### GIVEN TEXT
■ ■ ■ ■ ■

Amy Biehl: A story of South Africa and restorative justice (weaving together two articles which tell of the prism and power of love in and for South Africa)
Associated Press file photo
Linda Biehl, the mother of Amy Biehl, holds up a photograph of her daughter during a visit to South Africa in April. Two of the men who killed Amy Biehl 15 years ago as part of a mob now work for the charity established by the Biehl family after the murder.
A journey of forgiveness for Amy Biehl's killers
The spirit of the Santa Fe High gradudate who died in South Africa 15 years ago, lives on through the good works of the men who took her life
Scott Kraft | Los Angeles Times
10/25/2008
GUGULETU, South Africa — Easy Nofemela remembers the evening Amy Biehl died. Coal stoves from township shacks had painted the twilight a sooty gray, signaling a cold winter's night. Guguletu's main road throbbed with cars. And a mob of angry young men was looking for symbols of white rule to destroy.
Then the men spotted Biehl, blond and blue-eyed, as she drove through the township in her yellow Mazda.
"Rocks were being thrown at Amy's car. She got out and ran, and she was stabbed right over there," Nofemela says, pointing to a patch of grass next to a service station, now planted with a small cross.
Nofemela remembers, 15 years later, because he was part of the mob that killed Amy Biehl.
What he didn't know then was that Biehl, a 1985 graduate of Santa Fe High School, was hardly a symbol of apartheid. She was a Fulbright scholar studying the lives of women in South Africa, a 26-year-old Stanford graduate with a plane ticket for home the next day, from an airport 10 minutes away.
Nofemela was one of four men convicted of murder for their actions that day. They spent nearly five years in prison before being granted amnesty in 1998 by the country's Truth and Reconciliation Commission.
Today, Nofemela, a compact 37-year-old with a shaved head and a quick wit, is himself the father of a young girl. And, in an improbable tale of forgiveness and redemption, he and Ntobeko Peni, another of the men convicted of the murder, now work for the charity Biehl's parents founded here after she was killed.

■ ■ ■ ■ ■

### AVAILABLE DATA
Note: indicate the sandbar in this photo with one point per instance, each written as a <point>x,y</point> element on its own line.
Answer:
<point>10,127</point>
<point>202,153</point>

■ ■ ■ ■ ■

### TASK DIRECTIONS
Carry on the article about Amy Biehl and her killers from the point where it stops. The listing comes from a separate source.

### THE ANSWER
It's a paradox that Linda Biehl, Amy's mother, prefers not to examine too closely. "I don't know how it happened," she says, sipping coffee at a cafe near her home in Newport Beach, Calif. "I'm not going to begin to try to analyze it."
An engaging woman of 65 with a blond bob and a warm smile, she has grown exceptionally close to her daughter's killers. "Easy and Ntobeko are fascinating, and I really do love them," she says. "They have given me so much."
Former Santa Fe residents Linda Biehl and her late husband, Peter, launched the Amy Biehl Foundation in 1994 with donations that arrived, unsolicited, from strangers moved by the news of their daughter's death. Today, it runs after-school programs for youngsters in Guguletu and other sprawling townships and squatter camps that took root during the apartheid era on the Cape flats, about 10 miles east of Cape Town.
"Our mission is to develop hope for children in the township and give them a future," says Kevin Chaplin, the foundation's managing director. "Our focus is to keep them away from violence and give them healthy activities that tap into the creative side of the brain."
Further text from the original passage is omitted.